Stored records:
* * * * * * *
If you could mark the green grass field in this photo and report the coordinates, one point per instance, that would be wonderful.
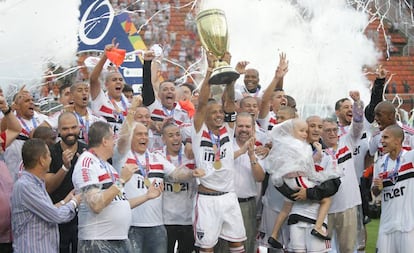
(372, 230)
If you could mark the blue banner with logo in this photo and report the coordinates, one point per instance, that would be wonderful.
(99, 25)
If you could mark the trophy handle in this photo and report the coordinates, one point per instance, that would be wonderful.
(223, 75)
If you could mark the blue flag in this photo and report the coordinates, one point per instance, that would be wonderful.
(99, 25)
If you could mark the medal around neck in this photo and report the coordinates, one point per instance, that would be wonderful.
(217, 164)
(176, 187)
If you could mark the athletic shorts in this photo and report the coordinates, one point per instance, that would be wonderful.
(397, 242)
(295, 183)
(217, 216)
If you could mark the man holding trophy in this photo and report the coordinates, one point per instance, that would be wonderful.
(217, 211)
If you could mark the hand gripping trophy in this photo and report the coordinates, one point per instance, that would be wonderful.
(212, 30)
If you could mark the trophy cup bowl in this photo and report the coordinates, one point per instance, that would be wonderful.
(212, 30)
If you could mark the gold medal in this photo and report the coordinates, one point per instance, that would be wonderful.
(147, 183)
(217, 164)
(176, 187)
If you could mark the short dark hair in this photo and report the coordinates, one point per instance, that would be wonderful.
(32, 150)
(127, 88)
(338, 103)
(396, 131)
(97, 132)
(43, 132)
(63, 87)
(189, 86)
(65, 115)
(246, 115)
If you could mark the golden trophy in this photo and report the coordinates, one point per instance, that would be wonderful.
(212, 30)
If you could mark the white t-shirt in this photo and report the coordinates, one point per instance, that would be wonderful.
(360, 150)
(178, 206)
(244, 182)
(113, 222)
(84, 122)
(159, 113)
(348, 194)
(154, 167)
(216, 179)
(13, 153)
(268, 122)
(397, 202)
(375, 142)
(113, 111)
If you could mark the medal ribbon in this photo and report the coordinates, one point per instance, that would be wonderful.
(85, 127)
(343, 131)
(180, 156)
(25, 126)
(216, 142)
(142, 168)
(118, 112)
(394, 175)
(104, 166)
(169, 114)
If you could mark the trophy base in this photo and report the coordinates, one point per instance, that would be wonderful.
(223, 75)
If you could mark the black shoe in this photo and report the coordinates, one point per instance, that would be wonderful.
(366, 220)
(274, 243)
(314, 232)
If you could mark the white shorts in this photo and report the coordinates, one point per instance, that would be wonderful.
(301, 239)
(295, 183)
(217, 216)
(396, 242)
(266, 227)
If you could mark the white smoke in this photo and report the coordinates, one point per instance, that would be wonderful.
(32, 34)
(324, 41)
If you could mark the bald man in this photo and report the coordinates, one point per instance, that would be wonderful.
(393, 179)
(384, 115)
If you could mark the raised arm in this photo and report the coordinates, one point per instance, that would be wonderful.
(376, 93)
(124, 140)
(13, 124)
(277, 83)
(148, 94)
(98, 199)
(357, 125)
(204, 95)
(95, 84)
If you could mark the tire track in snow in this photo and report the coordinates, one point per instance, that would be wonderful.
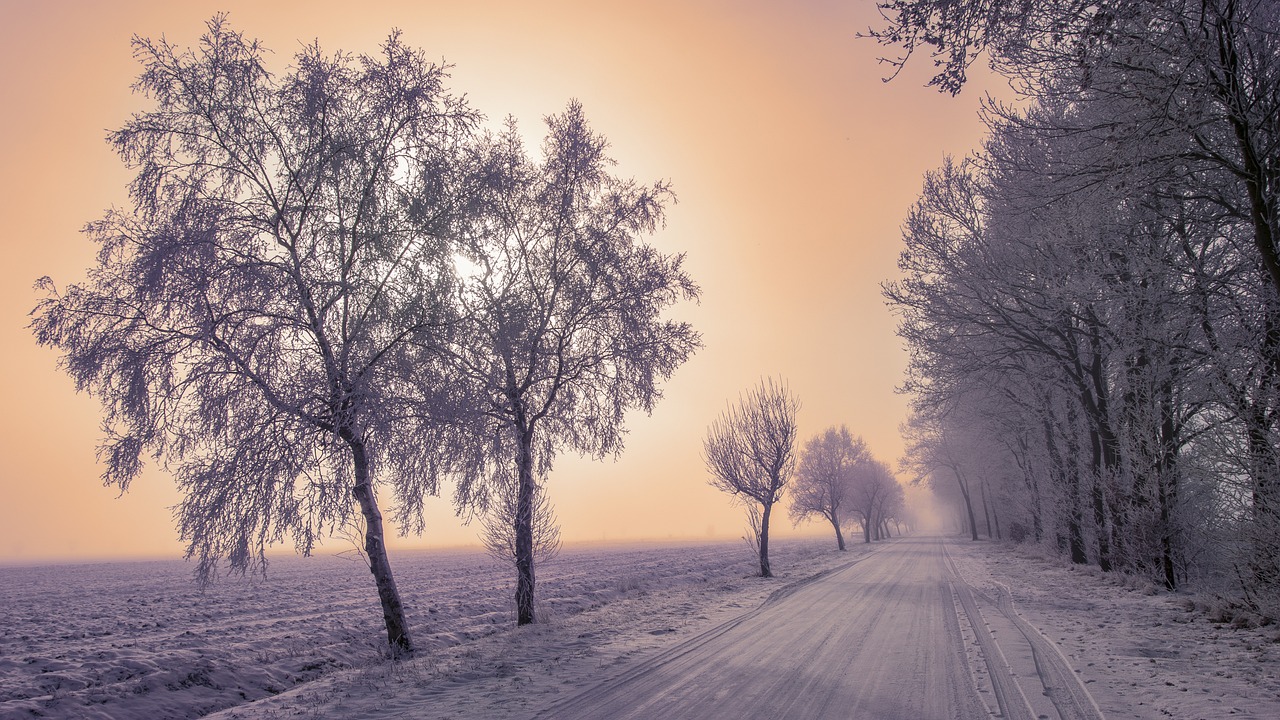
(1061, 684)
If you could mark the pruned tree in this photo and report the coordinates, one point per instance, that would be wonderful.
(750, 454)
(247, 319)
(822, 483)
(560, 331)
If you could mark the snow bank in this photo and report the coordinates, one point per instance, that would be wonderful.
(138, 639)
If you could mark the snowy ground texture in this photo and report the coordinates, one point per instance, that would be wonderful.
(140, 641)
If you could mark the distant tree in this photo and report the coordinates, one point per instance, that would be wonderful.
(560, 329)
(750, 452)
(823, 477)
(872, 492)
(248, 318)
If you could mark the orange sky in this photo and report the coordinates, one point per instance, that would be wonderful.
(794, 164)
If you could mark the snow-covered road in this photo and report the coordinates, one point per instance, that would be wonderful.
(891, 634)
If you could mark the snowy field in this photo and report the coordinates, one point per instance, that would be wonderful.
(140, 641)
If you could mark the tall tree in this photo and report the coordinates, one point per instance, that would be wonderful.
(248, 318)
(561, 302)
(822, 484)
(750, 452)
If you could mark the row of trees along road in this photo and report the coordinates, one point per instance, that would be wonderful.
(332, 281)
(750, 455)
(1092, 302)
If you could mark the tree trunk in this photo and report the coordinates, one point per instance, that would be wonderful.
(968, 505)
(375, 547)
(764, 541)
(986, 507)
(525, 529)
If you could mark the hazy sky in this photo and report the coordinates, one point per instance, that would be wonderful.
(794, 165)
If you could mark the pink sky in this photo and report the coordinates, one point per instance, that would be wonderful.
(792, 160)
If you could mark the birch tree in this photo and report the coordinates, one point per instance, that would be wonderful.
(247, 320)
(822, 483)
(750, 454)
(561, 302)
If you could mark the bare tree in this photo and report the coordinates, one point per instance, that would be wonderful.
(247, 320)
(823, 477)
(872, 492)
(560, 329)
(498, 527)
(750, 452)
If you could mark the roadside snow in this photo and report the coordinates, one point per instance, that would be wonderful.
(1141, 652)
(140, 641)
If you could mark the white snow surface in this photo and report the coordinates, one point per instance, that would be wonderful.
(138, 639)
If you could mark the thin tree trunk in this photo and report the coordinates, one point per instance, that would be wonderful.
(375, 547)
(986, 507)
(525, 531)
(968, 505)
(764, 541)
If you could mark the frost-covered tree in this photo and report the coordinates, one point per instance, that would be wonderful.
(822, 483)
(873, 492)
(498, 527)
(561, 302)
(750, 454)
(248, 318)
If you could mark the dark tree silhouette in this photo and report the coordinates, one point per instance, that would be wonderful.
(750, 452)
(561, 328)
(248, 318)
* * * * * * *
● **Description of the task**: Do not include images; quote all of the entries above exactly.

● **Exercise output**:
If you could mark the green grass field in this photo and report the coordinates, one point per instance, that would be wonderful.
(372, 230)
If you could mark the blue banner with logo in this photo and report the coordinates, one point per instance, that would be wonderful.
(99, 25)
If you could mark the trophy handle in this photo and report the coordinates, one point per instance, that would be wonderful.
(223, 75)
If you could mark the blue flag in this photo and report the coordinates, one point per instance, that would be wonderful.
(99, 25)
If you could mark the medal around neck in this photo and report the coordinates, one point per instance, that would be wonderful.
(217, 164)
(176, 187)
If you could mark the athletic shorts in this photo and report the coordinates, one point per instance, that would be wonderful.
(397, 242)
(295, 183)
(217, 216)
If you could mark the man holding trophy in this photo and report the coordinates, one point per instance, that would be wonderful.
(217, 211)
If you could mark the hand gripping trophy in this photo and report the coordinates, one point per instance, that would be wonderful.
(212, 30)
If you could mark the trophy cup bowl in this photo and report the coordinates, one point per instance, that would be wonderful.
(212, 30)
If you could mark the gold medal in this photo and report the coordinates, one point per instance, that would be wonderful.
(147, 183)
(217, 164)
(176, 187)
If you could mark the short dark hair in this photo and report the coordinates, one point per instance, that would be wonderful.
(32, 150)
(127, 88)
(338, 103)
(396, 131)
(97, 132)
(43, 132)
(63, 87)
(189, 86)
(65, 115)
(246, 115)
If you could mark the golden trophy in this photo and report the coordinates, one point per instance, that would be wonderful.
(212, 30)
If you could mark the white t-shirt in this photo and report the coordinates, one point per instance, that would be wonderful.
(360, 150)
(178, 206)
(244, 182)
(113, 222)
(84, 122)
(159, 113)
(348, 194)
(154, 167)
(216, 179)
(13, 153)
(268, 122)
(397, 202)
(375, 142)
(113, 111)
If you could mark the medal ribbon in this photo and report the coordinates, one point per instance, that would be wonderful.
(85, 127)
(343, 131)
(180, 156)
(25, 126)
(216, 142)
(142, 168)
(118, 112)
(394, 175)
(104, 166)
(169, 114)
If you could mark the trophy base in this photo and report the coordinates, one point per instance, that would be wonderful.
(223, 75)
If you could mark the black shoe in this photo and report the coordinates, one point per instance, that would be wonderful.
(366, 220)
(274, 243)
(314, 232)
If you could mark the white shorts in this photo and report the coordinates, one point per instance, that would be wonderful.
(301, 239)
(295, 183)
(217, 216)
(396, 242)
(266, 227)
If you could mark the white smoke in this photo and report the coordinates, one point per instance, that would be wonderful.
(32, 34)
(324, 41)
If you could mark the bald man in this photo and report the coordinates, one point per instance, that would be wonderful.
(393, 179)
(384, 115)
If you could mark the raised arm in this photo and report the coordinates, one point per instance, that would be wonderful.
(376, 93)
(124, 140)
(13, 124)
(277, 83)
(148, 94)
(98, 199)
(357, 125)
(204, 95)
(95, 84)
If you could mark the tire track in snow in this photo and report the coordinates, one point per instance, that would be wonderful.
(1061, 684)
If you could mark the pruned tree in this photo and report the coordinates, one point per instance, that would be wonderful.
(750, 454)
(247, 319)
(822, 483)
(560, 331)
If you could mark the snow bank in this photo and report the coordinates, one point per instance, that would be wonderful.
(138, 639)
If you could mark the snowy ground texture in this photo and report the coordinates, one point per instance, that would be wonderful.
(140, 641)
If you could mark the distant tree in this photo and report the coordinates, one point per instance, that would be wonderful.
(560, 329)
(750, 452)
(823, 477)
(872, 492)
(248, 318)
If you could mark the orange sky in this photo and report the coordinates, one point per instance, that would be wonderful.
(794, 164)
If you could mark the snow-covered road in this photo and report the coordinates, one point per instance, that would be wonderful.
(891, 634)
If you could mark the snowy field in this photo and report the coordinates, one point per instance, that would be wonderful.
(140, 641)
If you could mark the tall tree in this photo and report the coordinates, one point per instance, that would be wonderful.
(248, 318)
(561, 302)
(822, 484)
(750, 452)
If you could mark the row of trees along road in this photo and report the coordinates, one point per instance, that would be wonderful.
(332, 281)
(750, 455)
(1092, 302)
If you could mark the tree trunk in this photo and report the coordinates, one point per instance, that would be wonderful.
(968, 505)
(375, 547)
(764, 541)
(986, 507)
(525, 529)
If you could mark the hazy sky in this photo and report the coordinates, one point per instance, that would be wonderful.
(794, 165)
If you could mark the pink sky in this photo and report the coordinates, one point per instance, that would be wonderful.
(792, 160)
If you could mark the birch tree in this photo and report the coordinates, one point per instance, that would be wonderful.
(247, 320)
(822, 483)
(750, 454)
(561, 302)
If you could mark the bare tree in this photo and report the coordinates, one point per instance, that would be wonderful.
(247, 320)
(823, 477)
(872, 492)
(560, 329)
(498, 527)
(750, 452)
If you could mark the roadside snow in this photo and report the coordinates, one point per instance, that would be wonderful.
(1141, 652)
(140, 641)
If you could mark the white snow surface in this photo and report the coordinates, one point per instance, that would be wonderful.
(138, 639)
If you could mark the thin tree trunk in this photo and report the coordinates, one point per instance, that would be wonderful.
(375, 547)
(986, 507)
(525, 531)
(968, 505)
(764, 541)
If you could mark the frost-covered tree in this photo and report the coordinates, one point per instance, that would be wonderful.
(822, 483)
(873, 492)
(498, 527)
(561, 302)
(750, 454)
(248, 318)
If you could mark the dark tree silhouette in this photo and report the coordinates, one point per instance, that would be wonderful.
(750, 452)
(561, 328)
(248, 318)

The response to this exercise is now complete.